* [Dataset records]:

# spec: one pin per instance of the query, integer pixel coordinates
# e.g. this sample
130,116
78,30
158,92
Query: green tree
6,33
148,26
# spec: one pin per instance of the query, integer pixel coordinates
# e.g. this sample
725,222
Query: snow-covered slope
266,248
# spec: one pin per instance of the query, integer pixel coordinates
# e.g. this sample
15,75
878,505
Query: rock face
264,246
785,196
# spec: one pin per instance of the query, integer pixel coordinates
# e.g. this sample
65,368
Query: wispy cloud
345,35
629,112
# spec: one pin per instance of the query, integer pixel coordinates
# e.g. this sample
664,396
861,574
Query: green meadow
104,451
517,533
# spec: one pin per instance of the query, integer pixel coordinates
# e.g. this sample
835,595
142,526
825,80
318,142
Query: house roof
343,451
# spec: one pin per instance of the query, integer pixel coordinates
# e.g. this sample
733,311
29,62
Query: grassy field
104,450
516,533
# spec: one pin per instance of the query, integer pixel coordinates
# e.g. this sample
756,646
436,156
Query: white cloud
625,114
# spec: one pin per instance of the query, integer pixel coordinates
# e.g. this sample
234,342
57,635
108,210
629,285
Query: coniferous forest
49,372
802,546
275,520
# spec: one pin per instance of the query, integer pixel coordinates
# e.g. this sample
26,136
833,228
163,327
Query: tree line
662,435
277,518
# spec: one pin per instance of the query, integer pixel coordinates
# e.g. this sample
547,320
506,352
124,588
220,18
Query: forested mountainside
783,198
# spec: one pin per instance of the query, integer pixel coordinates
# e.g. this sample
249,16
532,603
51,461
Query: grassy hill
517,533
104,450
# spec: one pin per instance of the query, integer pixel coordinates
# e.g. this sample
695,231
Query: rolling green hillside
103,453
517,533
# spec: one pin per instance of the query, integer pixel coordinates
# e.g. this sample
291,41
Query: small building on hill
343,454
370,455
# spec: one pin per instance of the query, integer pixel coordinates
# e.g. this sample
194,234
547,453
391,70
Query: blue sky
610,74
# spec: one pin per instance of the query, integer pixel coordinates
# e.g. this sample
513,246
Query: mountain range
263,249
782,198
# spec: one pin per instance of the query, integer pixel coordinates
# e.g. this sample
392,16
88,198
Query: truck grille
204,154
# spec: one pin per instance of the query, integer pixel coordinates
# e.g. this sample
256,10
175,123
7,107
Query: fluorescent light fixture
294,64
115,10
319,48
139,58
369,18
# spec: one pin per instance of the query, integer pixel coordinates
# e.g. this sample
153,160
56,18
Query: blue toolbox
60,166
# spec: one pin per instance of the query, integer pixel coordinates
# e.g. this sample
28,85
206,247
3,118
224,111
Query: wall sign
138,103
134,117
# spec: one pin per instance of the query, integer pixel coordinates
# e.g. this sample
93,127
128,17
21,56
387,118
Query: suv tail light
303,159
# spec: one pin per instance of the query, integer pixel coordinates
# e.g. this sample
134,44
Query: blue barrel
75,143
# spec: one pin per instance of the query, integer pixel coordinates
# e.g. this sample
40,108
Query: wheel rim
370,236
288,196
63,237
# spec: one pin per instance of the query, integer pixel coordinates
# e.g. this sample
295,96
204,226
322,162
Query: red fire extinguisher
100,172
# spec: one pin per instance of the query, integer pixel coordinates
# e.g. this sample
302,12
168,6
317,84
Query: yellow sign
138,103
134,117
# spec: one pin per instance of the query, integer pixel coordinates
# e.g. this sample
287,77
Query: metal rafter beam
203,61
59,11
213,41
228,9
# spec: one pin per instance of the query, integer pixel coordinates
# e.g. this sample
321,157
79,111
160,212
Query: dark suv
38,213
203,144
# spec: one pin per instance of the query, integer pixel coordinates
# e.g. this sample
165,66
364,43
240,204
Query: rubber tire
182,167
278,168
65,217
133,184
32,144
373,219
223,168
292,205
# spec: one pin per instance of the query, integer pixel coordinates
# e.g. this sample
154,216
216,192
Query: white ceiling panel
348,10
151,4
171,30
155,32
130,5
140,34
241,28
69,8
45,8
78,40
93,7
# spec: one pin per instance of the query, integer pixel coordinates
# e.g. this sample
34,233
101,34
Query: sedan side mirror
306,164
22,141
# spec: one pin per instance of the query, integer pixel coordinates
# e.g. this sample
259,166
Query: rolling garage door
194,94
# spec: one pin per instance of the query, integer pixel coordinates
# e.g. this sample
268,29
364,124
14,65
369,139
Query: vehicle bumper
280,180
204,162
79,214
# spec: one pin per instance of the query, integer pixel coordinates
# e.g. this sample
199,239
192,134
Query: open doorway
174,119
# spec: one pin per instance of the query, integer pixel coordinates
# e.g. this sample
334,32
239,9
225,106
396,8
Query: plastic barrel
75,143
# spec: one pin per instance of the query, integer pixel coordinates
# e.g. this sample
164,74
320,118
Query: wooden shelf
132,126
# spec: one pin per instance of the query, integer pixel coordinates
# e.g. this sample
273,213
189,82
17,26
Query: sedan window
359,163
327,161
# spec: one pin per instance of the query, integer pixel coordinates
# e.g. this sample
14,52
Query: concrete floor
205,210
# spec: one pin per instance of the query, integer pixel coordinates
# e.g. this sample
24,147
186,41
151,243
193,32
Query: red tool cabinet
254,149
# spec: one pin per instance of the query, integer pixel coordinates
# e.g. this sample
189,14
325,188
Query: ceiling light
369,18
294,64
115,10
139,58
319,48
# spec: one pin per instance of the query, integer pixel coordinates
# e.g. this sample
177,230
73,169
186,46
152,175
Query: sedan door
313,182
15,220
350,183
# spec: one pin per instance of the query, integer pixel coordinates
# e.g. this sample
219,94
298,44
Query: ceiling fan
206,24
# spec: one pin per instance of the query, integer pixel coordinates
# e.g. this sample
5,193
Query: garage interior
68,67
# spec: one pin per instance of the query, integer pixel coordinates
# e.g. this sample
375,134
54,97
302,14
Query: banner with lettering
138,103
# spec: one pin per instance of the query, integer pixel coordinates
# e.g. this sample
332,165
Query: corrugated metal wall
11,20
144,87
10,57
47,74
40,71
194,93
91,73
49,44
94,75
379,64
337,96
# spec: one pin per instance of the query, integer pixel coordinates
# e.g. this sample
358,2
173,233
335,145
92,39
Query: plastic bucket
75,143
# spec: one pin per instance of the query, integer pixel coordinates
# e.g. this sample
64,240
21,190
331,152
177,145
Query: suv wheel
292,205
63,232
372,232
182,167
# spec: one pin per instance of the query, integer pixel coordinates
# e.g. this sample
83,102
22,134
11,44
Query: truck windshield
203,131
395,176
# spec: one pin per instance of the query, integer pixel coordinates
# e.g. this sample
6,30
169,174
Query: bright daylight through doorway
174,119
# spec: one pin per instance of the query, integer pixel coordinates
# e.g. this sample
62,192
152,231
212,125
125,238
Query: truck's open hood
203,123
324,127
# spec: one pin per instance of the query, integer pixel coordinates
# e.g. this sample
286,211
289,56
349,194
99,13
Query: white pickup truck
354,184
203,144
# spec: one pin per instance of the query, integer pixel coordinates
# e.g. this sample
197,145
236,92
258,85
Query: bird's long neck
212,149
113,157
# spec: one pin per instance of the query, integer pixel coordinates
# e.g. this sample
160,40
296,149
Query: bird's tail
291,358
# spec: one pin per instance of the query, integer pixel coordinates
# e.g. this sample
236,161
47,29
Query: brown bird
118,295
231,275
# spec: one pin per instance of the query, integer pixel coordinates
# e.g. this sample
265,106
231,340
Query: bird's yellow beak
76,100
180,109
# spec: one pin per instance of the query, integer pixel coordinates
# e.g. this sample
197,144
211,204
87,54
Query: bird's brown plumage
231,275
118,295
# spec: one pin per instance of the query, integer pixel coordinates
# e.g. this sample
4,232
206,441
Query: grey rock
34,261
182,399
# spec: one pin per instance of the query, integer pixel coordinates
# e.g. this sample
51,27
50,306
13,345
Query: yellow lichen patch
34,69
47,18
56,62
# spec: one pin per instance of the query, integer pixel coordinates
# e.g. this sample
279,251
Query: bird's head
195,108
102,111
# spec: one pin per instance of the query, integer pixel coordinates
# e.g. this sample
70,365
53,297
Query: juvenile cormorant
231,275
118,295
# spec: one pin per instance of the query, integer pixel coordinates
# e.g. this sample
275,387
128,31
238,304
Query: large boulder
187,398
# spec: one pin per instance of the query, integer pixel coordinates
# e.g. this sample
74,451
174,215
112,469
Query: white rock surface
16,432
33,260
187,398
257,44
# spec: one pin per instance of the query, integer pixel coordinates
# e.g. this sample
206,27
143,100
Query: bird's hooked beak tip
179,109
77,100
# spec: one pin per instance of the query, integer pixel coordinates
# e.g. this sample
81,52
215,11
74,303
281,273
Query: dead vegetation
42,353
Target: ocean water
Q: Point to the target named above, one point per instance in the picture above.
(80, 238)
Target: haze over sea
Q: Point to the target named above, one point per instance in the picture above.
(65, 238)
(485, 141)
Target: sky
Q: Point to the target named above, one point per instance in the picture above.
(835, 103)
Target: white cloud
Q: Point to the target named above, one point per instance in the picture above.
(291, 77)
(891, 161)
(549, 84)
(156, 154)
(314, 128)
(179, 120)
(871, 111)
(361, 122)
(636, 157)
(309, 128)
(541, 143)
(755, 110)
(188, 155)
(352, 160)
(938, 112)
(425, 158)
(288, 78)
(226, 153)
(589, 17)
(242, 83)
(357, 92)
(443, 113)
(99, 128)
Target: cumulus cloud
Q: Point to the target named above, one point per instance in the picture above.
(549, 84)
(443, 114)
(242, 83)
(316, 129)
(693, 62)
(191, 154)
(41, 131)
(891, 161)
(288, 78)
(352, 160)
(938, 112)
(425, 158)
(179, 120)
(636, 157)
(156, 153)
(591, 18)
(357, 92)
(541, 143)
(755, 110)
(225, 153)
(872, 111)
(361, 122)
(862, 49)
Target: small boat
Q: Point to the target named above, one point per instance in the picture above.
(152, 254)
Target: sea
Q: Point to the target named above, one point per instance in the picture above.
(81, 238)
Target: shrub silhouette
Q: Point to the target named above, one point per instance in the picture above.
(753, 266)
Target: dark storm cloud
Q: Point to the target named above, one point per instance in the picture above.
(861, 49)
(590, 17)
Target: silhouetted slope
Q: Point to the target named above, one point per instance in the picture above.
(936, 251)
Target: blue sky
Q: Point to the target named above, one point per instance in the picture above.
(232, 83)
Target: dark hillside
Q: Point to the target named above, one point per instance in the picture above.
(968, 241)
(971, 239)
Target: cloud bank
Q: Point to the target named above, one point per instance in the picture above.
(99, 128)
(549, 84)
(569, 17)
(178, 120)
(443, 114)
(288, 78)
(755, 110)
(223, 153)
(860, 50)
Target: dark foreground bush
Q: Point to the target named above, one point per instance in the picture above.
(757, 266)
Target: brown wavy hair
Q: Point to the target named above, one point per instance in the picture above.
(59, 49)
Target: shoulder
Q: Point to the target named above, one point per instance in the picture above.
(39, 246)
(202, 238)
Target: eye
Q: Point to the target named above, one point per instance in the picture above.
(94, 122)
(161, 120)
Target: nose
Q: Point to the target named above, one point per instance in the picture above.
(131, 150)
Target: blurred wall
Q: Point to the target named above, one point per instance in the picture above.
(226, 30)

* [What the task asks]:
Transcribe each line of the data above, unaltered, from the one where "Target: haze over sea" appears to the one where "Target: white cloud" appears, inclusive of both.

* [Solved exercise]:
Target: haze over sea
Q: Point to the target named above, one point per instance in the picture above.
(65, 238)
(485, 141)
Target: sky
Q: Point to the target named above, one point per instance in the picture above.
(835, 103)
Target: white cloud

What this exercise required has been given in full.